### PROBLEMS AND TASKS
1. Copy word for word the part of the Football Leaks text starting with "A man named" and going on through "is simple: transparency.".
2. Translate this sentence from the Football Leaks text into Spanish: "His only wish is that a more official database existed."

### TEXT

☆ ☆ ☆ ☆

A man named only as 'John' has emerged as the public voice for Football Leaks, doing interviews with traditional media as the rogue website continues to publish information that threatens to expose big clubs, agents and players in world football.

His case for it is simple: transparency.

Little else is known about the people behind the vigilante network. They claim to fight for more credibility in football, but they themselves have none of it.

Related - Laid bare: 3 biggest stories Football Leaks has exposed so far

They've been called criminals. They're being investigated by Portuguese authorities for breaking international banking laws, and they're being painted as blackmail artists looking for large sums of money in exchange for total silence.

Doyen Sports - the dubious investment group that Football Leaks contends has made more than €70 million over the past five years on transfers - made the latter accusations. An email obtained by the Daily Mirror reveals that a person acting on behalf of the site requested a "donation" between €500,000 and €1 million to cease publication.

That, apparently, hasn't happened.

A proponent and facilitator of third-party ownership (TPO), Doyen has stood the biggest beating as a result of the leaks. FIFA banned the practice of TPO in 2015, and Football Leaks has further exposed Doyen's dealings, including dubious economic agreements with Dutch and Portuguese clubs that favour its private investors.

But for all the skepticism, there is value in Football Leaks. FIFA's own transfer guru, Mark Goddard, who oversees the governing body's Transfer Matching System, has admitted that the site is a "useful" resource. His only wish is that a more official database existed.

"It would be really good if we could have a verifiable, transparent, credible source as opposed to back pages of football magazines and soccer leak websites and these kind of things," Goddard told Bloomberg.

FIFA does track data on transfer fees and salaries, but it still reeks of secrecy and corruption. Transparency International criticised the majority of FIFA members in November for failing to make their financial reports public, and even with the presidential election set for Feb. 26, the prospect of reform seems far away.

Related - Laid bare: 3 contracts Football Leaks should expose

The information published by Football Leaks has already exposed some of the sport's darkest corners, proving its role in the industry is an important one. Eredivisie side FC Twente received a three-year ban from European competition in December after the leaks revealed a deal had taken place between the Dutch club and Doyen over the divvying up of transfer fee rights.

Former Germany defender Christoph Metzelder also sees the positives of the site, which "shed light on the wildest clauses and show the arbitrariness and modern trafficking in football today," he wrote in a column.

☆ ☆ ☆ ☆

### DATASET EXCERPTS

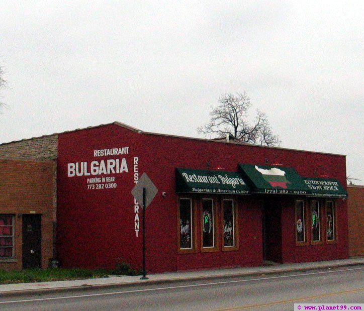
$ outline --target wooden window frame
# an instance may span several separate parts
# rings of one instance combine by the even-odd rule
[[[204,213],[204,200],[210,200],[212,201],[212,212],[213,212],[213,229],[214,230],[213,238],[214,246],[204,246],[204,226],[202,225],[202,216]],[[217,209],[216,208],[217,199],[214,197],[202,197],[200,200],[200,209],[199,215],[199,222],[201,226],[201,250],[202,253],[208,253],[211,252],[217,252],[219,251],[219,239],[218,237],[218,216],[217,215]]]
[[[10,257],[0,257],[0,262],[7,262],[8,260],[14,260],[15,258],[15,217],[14,215],[12,214],[0,214],[0,216],[3,216],[5,217],[11,217],[12,218],[12,225],[0,225],[1,227],[11,227],[12,228],[12,235],[2,235],[0,236],[0,238],[12,238],[12,246],[0,246],[2,248],[11,248],[12,249],[12,256]]]
[[[313,232],[312,232],[313,229],[313,219],[312,215],[313,214],[312,211],[313,209],[316,207],[315,205],[312,205],[314,202],[317,202],[317,206],[318,207],[318,224],[319,224],[319,234],[320,235],[320,240],[317,241],[313,240]],[[322,224],[322,201],[319,199],[314,199],[310,200],[310,237],[311,244],[312,245],[318,245],[323,244],[324,243],[324,230],[325,229],[324,224],[323,226]]]
[[[304,234],[304,241],[302,242],[299,242],[297,240],[297,206],[296,203],[297,202],[302,202],[302,207],[303,210],[303,220],[304,223],[303,224],[303,232]],[[297,199],[295,200],[295,224],[294,224],[294,230],[295,230],[295,240],[296,242],[296,246],[307,246],[309,245],[309,235],[308,235],[308,226],[307,224],[310,223],[308,220],[308,213],[307,213],[307,200],[304,199]]]
[[[224,201],[231,201],[233,207],[233,237],[234,245],[225,246],[224,245]],[[230,198],[223,198],[221,200],[221,248],[223,252],[237,251],[239,250],[239,217],[238,212],[238,205],[236,199]]]
[[[334,214],[332,220],[334,222],[334,226],[333,226],[334,229],[334,239],[333,240],[328,240],[327,239],[327,210],[328,203],[331,203],[332,204],[332,211]],[[336,244],[337,243],[337,208],[336,202],[334,200],[325,200],[325,240],[326,244]]]
[[[192,243],[192,248],[180,248],[180,204],[181,200],[189,200],[191,203],[191,230]],[[178,198],[178,213],[177,213],[177,253],[178,254],[192,254],[197,252],[197,217],[196,215],[196,200],[192,197],[188,196],[183,196]]]

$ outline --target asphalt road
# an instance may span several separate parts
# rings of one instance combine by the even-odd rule
[[[289,310],[364,303],[364,266],[2,298],[0,310]]]

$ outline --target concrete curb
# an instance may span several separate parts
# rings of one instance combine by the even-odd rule
[[[77,285],[69,285],[60,286],[59,287],[52,288],[32,288],[31,289],[20,289],[16,290],[2,291],[0,291],[0,297],[12,297],[17,296],[25,296],[31,294],[36,293],[38,295],[47,294],[50,293],[64,292],[77,291],[87,290],[89,289],[97,290],[106,288],[123,288],[130,286],[136,286],[142,284],[143,285],[155,285],[158,284],[169,284],[170,283],[178,283],[184,281],[198,281],[202,280],[213,280],[216,279],[226,279],[232,277],[239,277],[242,276],[265,276],[267,275],[278,274],[285,272],[294,272],[299,271],[305,271],[311,270],[327,269],[340,267],[349,267],[353,266],[361,266],[364,265],[363,262],[347,262],[339,263],[335,262],[333,264],[327,264],[325,265],[311,266],[308,267],[297,267],[292,266],[292,267],[285,267],[280,269],[270,268],[267,267],[266,270],[262,269],[261,271],[244,271],[235,273],[224,273],[224,270],[219,270],[220,273],[211,275],[207,274],[204,275],[196,276],[183,276],[178,277],[172,277],[170,278],[160,278],[157,279],[149,280],[136,280],[131,281],[120,282],[115,283],[103,283],[103,284],[85,284]],[[276,266],[277,267],[277,266]],[[207,272],[207,273],[209,271]],[[182,273],[183,274],[183,273]],[[120,277],[123,277],[121,276]],[[86,280],[85,280],[86,281]]]

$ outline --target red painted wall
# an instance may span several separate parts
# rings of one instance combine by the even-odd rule
[[[126,147],[126,154],[94,156],[94,150]],[[212,169],[220,167],[237,171],[239,163],[262,165],[266,159],[268,164],[278,161],[294,167],[306,176],[314,176],[315,170],[321,165],[325,174],[337,178],[342,184],[346,180],[345,157],[342,156],[139,133],[117,124],[60,134],[58,154],[57,247],[65,267],[114,268],[118,261],[136,268],[141,267],[141,235],[136,236],[136,213],[130,193],[135,185],[136,157],[139,176],[146,172],[159,190],[146,211],[149,272],[262,263],[262,204],[253,196],[239,197],[239,251],[177,254],[176,167],[206,169],[209,162]],[[86,161],[89,166],[93,161],[116,158],[125,159],[128,172],[97,176],[115,177],[115,188],[87,189],[88,185],[92,184],[87,184],[87,178],[95,176],[67,176],[68,163]],[[161,196],[162,191],[166,192],[165,197]],[[283,252],[284,261],[297,261],[300,252],[304,253],[303,261],[323,260],[328,256],[332,259],[347,257],[346,203],[338,209],[340,243],[332,251],[330,249],[329,255],[326,254],[328,246],[318,252],[310,247],[296,249],[294,208],[290,206],[283,209],[287,210],[285,217],[293,224],[292,228],[282,226],[282,245],[287,250]],[[141,229],[141,222],[139,225]]]

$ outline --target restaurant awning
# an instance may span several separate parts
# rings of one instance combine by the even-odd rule
[[[246,194],[250,192],[238,172],[176,168],[176,192]]]
[[[307,194],[310,189],[294,168],[239,164],[244,180],[254,193]]]
[[[302,177],[310,189],[309,195],[325,197],[347,197],[347,193],[337,179]]]

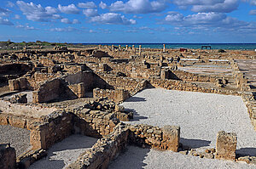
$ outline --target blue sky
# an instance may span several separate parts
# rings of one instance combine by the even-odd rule
[[[256,0],[1,0],[0,41],[256,42]]]

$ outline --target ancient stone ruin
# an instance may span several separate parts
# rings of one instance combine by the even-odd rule
[[[124,122],[132,121],[135,112],[120,105],[153,87],[240,96],[256,130],[255,55],[166,45],[163,49],[100,45],[2,52],[0,127],[29,133],[30,147],[17,154],[19,145],[13,148],[4,140],[0,168],[29,168],[73,134],[97,141],[65,166],[70,169],[108,168],[129,145],[256,164],[255,156],[237,155],[236,133],[218,131],[216,147],[199,152],[183,145],[178,126]]]

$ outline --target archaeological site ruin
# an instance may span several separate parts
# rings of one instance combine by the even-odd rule
[[[1,169],[256,168],[255,51],[55,47],[0,61]]]

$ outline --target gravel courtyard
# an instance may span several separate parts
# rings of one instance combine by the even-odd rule
[[[123,105],[134,111],[134,119],[129,123],[181,127],[181,143],[193,149],[203,150],[208,147],[215,147],[217,132],[224,130],[237,134],[238,154],[256,155],[256,132],[250,123],[247,108],[241,97],[154,88],[143,90],[127,99]],[[128,154],[131,152],[131,155],[132,152],[137,151],[139,154],[143,151],[131,147],[128,149]],[[125,158],[129,155],[125,155]],[[170,159],[163,161],[163,159],[166,160],[166,156]],[[121,161],[120,159],[121,157],[115,162]],[[231,167],[226,161],[198,160],[197,157],[153,149],[148,150],[143,162],[148,168],[154,168],[155,165],[160,165],[160,168],[165,168],[163,166],[166,168],[182,168],[183,165],[189,165],[191,162],[195,162],[195,166],[200,168],[241,168],[241,164],[238,163],[231,162]],[[183,165],[177,165],[180,163]],[[199,166],[196,165],[198,163]],[[245,165],[242,168],[245,167],[256,166]]]
[[[0,125],[0,143],[10,143],[19,156],[31,148],[30,131],[9,125]]]
[[[97,138],[74,134],[54,144],[48,155],[33,163],[29,169],[61,169],[74,162],[79,156],[97,141]]]

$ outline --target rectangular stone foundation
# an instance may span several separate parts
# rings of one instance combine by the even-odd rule
[[[216,144],[216,159],[235,161],[237,136],[233,132],[218,132]]]

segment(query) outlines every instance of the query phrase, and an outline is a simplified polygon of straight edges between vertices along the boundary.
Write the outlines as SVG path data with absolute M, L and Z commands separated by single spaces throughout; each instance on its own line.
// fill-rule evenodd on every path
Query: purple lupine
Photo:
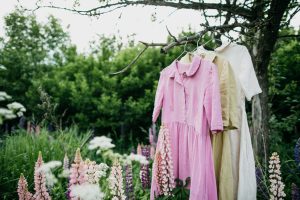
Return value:
M 133 177 L 131 163 L 125 165 L 125 194 L 126 200 L 134 200 Z
M 300 189 L 292 183 L 292 200 L 300 200 Z
M 255 169 L 255 174 L 256 174 L 256 183 L 257 183 L 257 193 L 262 200 L 268 200 L 269 199 L 268 187 L 265 184 L 262 169 L 260 167 L 257 167 Z
M 300 169 L 300 138 L 298 139 L 295 149 L 294 149 L 294 156 L 295 156 L 295 162 L 298 166 L 298 169 Z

☆ ☆ ☆ ☆

### SOLUTIONS IN ORDER
1.
A man named only as 'John' has emerged as the public voice for Football Leaks, doing interviews with traditional media as the rogue website continues to publish information that threatens to expose big clubs, agents and players in world football.

His case for it is simple: transparency.

2. Su único deseo es que existiera una base de datos más oficial.